# Wireless charger not working?



## LetThatBassDrop (Jan 9, 2019)

Hi there. I just purchased a Cruze Hatchback Premier yesterday. Traded in my 2018 Sonic RS for it. So far I love it. But for whatever reason I can not get the wireless charger to work. I put my phone in the slot (S9+ no case) and it pops up on my radio screen for like 5 seconds and goes away and doesn't charge my phone. Anyone know why or if I'm doing someone wrong? Thanks for any tips or help!! 

Sent from my SM-G965U1 using Tapatalk


----------



## jblackburn (Apr 14, 2012)

Hmm. I have a S8 and mine works even through the case I have on it. Occasionally it has to be taken out and pushed back in firmly - there are little tabs in the rubber pocket that hold it in place at the bottom.

The back of the phone is facing the front of the car?


----------



## LetThatBassDrop (Jan 9, 2019)

jblackburn said:


> Hmm. I have a S8 and mine works even through the case I have on it. Occasionally it has to be taken out and pushed back in firmly - there are little tabs in the rubber pocket that hold it in place at the bottom.
> 
> The back of the phone is facing the front of the car?


Yes it is. I tried my brothers S8+ and my mom's S9 and the same thing happens. 

Sent from my SM-G965U1 using Tapatalk


----------



## Ma v e n (Oct 8, 2018)

What year is your car? Unless it is a 2019, the S9+(and S8+) are not compatible. Without updating the inductive charger.

The part number is 84526978 for the update kit, it's like $65 and is plug and play. The list of supported phones is available to look at on https://my.chevrolet.com/learn under the Bluetooth/internet/voice tab.


----------



## LetThatBassDrop (Jan 9, 2019)

Ma v e n said:


> What year is your car? Unless it is a 2019, the S9+(and S8+) are not compatible. Without updating the inductive charger.
> 
> The part number is 84526978 for the update kit, it's like $65 and is plug and play. The list of supported phones is available to look at on https://my.chevrolet.com/learn under the Bluetooth/internet/voice tab.

REQUESTS:
1. Print the part of the wireless charger thread that opens with the words containing "Hi there. I" and closes with "tips or help!!".
2. Sum up the wireless charger thread in two sentences.
3. Write the next part of the wireless charger thread, picking up from the point where it stops.

STORED DATA:
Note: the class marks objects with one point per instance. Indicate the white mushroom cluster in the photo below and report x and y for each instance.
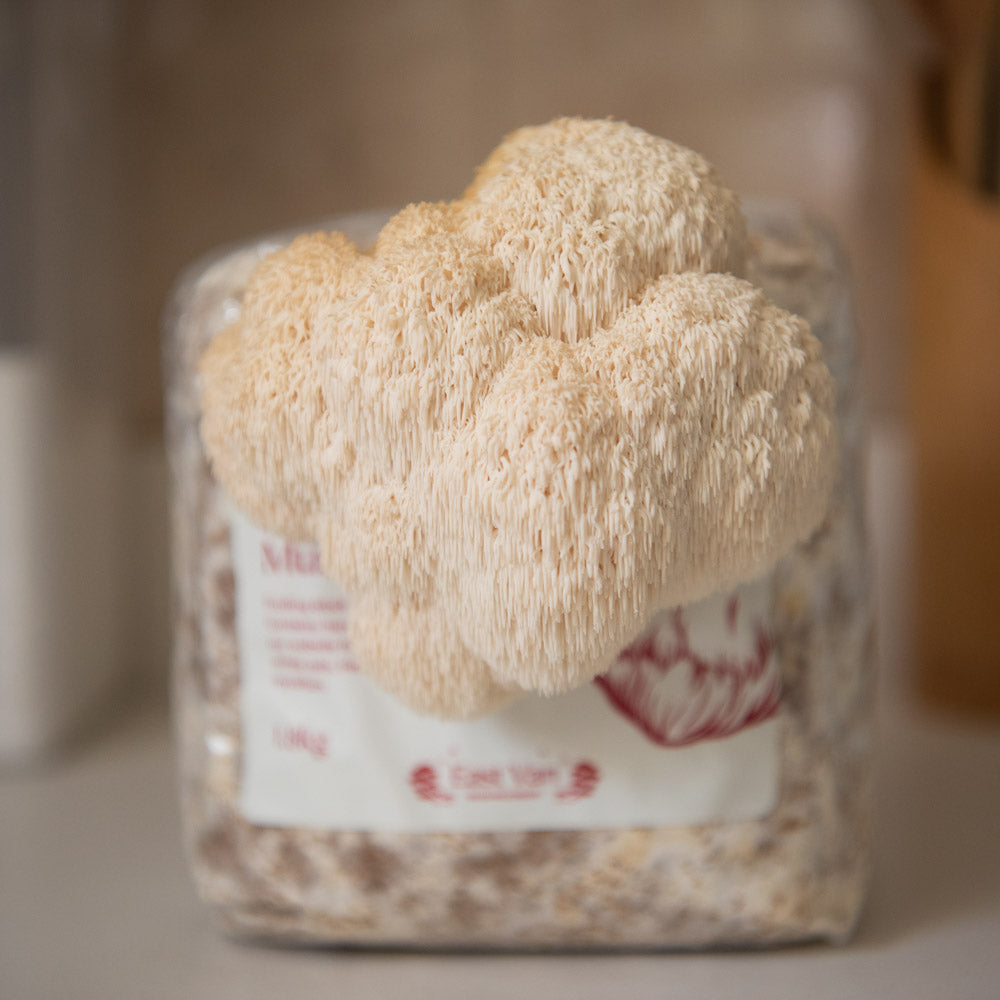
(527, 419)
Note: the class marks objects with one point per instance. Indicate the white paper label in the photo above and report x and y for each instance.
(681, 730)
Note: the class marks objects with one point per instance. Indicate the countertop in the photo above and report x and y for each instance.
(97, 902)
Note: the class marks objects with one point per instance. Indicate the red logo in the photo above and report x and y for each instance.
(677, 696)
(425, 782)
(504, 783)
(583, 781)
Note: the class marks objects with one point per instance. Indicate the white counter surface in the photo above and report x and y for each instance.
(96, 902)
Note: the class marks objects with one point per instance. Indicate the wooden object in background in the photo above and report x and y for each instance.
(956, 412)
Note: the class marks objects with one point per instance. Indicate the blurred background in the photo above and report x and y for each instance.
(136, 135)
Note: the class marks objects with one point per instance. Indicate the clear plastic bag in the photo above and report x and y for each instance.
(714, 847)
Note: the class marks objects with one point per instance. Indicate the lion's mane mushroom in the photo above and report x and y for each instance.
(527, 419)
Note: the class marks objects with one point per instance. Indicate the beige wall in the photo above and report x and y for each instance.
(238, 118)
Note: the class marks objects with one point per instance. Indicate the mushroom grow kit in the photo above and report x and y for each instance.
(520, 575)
---
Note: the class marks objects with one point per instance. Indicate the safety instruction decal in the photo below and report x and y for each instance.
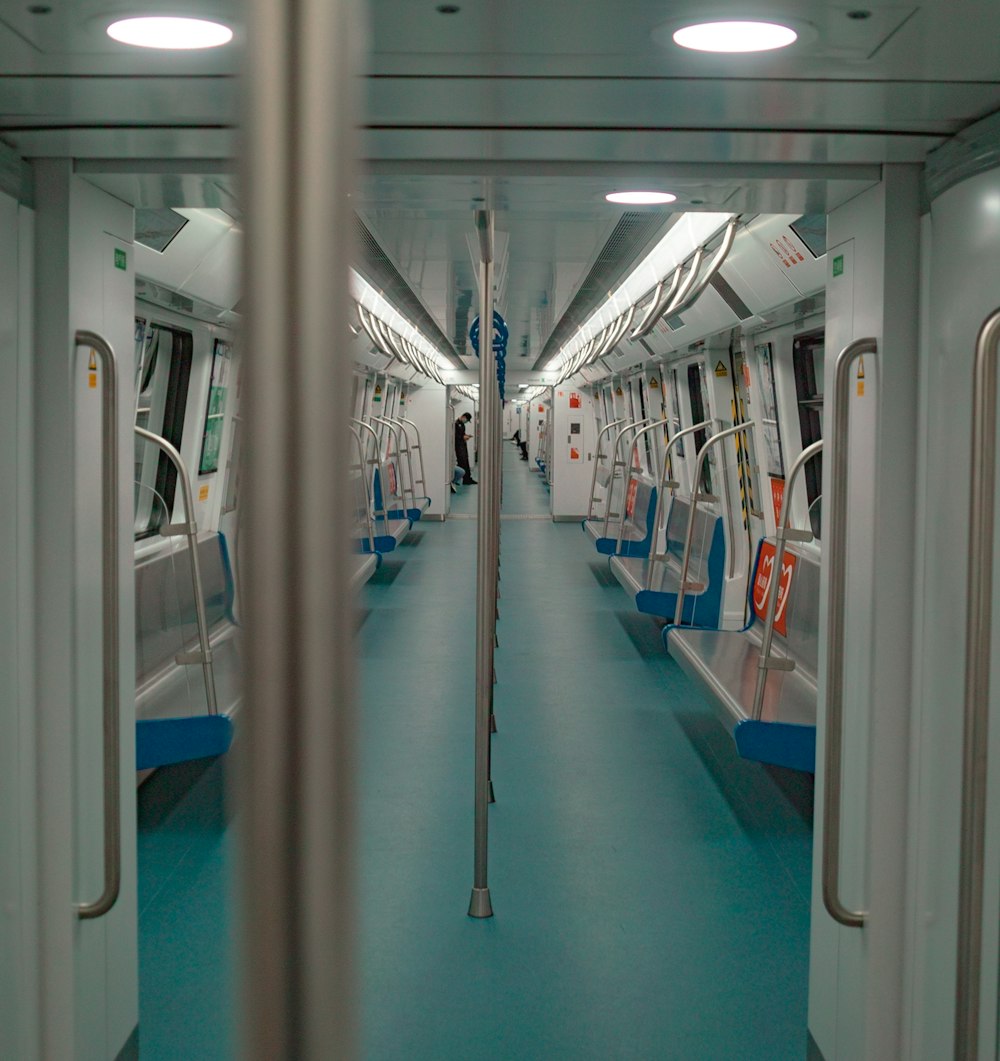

RESULTS IN ORDER:
1.
Hi there. I just purchased a Cruze Hatchback Premier yesterday. Traded in my 2018 Sonic RS for it. So far I love it. But for whatever reason I can not get the wireless charger to work. I put my phone in the slot (S9+ no case) and it pops up on my radio screen for like 5 seconds and goes away and doesn't charge my phone. Anyone know why or if I'm doing someone wrong? Thanks for any tips or help!!

2. A new Cruze Hatchback Premier owner says an S9+ shows up on the radio screen for about 5 seconds when placed in the wireless charger but doesn't charge, and the same happens with an S8+ and an S9. One member says an S8 charges fine even through a case, and another says the S9+ and S8+ are not compatible unless the car is a 2019 or the inductive charger is updated with a plug-and-play kit, part number 84526978, that costs about $65.

3.
I see, my phone is too big. Lol. Is there a write up on how to swap them out? Thank you for the info, at least I know why now!

Sent from my SM-G965U1 using Tapatalk


----------



## Ma v e n (Oct 8, 2018)

It's not that it's too big, it just uses a different wireless charging specification than the car. The car uses PMA charging, Qi spec is what Apples and many newer phones including your Samsung's use. So it needs the updated module to charge both.


----------



## jblackburn (Apr 14, 2012)

Ma v e n said:


> It's not that it's too big, it just uses a different wireless charging specification than the car. The car uses PMA charging, Qi spec is what Apples and many newer phones including your Samsung's use. So it needs the updated module to charge both.


At least they have an easy way to rectify that oversight. Thanks for the info! 

Sent from my SM-G950U using Tapatalk


----------



## LetThatBassDrop (Jan 9, 2019)

Ma v e n said:


> It's not that it's too big, it just uses a different wireless charging specification than the car. The car uses PMA charging, Qi spec is what Apples and many newer phones including your Samsung's use. So it needs the updated module to charge both.


Ahh, good to know! 
Do you happen to know if I'll have to pull the console or would it be super simple? Lol. 

Sent from my SM-G965U1 using Tapatalk


----------



## Rivergoer (Mar 30, 2017)

LetThatBassDrop said:


> Ahh, good to know!
> Do you happen to know if I'll have to pull the console or would it be super simple? Lol.
> 
> Sent from my SM-G965U1 using Tapatalk


Lots of good detail here:

https://www.cruzetalk.com/forum/393...pak-wireless-charger-iphone-8-compatible.html


----------



## LetThatBassDrop (Jan 9, 2019)

Rivergoer said:


> Lots of good detail here:
> 
> https://www.cruzetalk.com/forum/393...pak-wireless-charger-iphone-8-compatible.html


Thank you so much!!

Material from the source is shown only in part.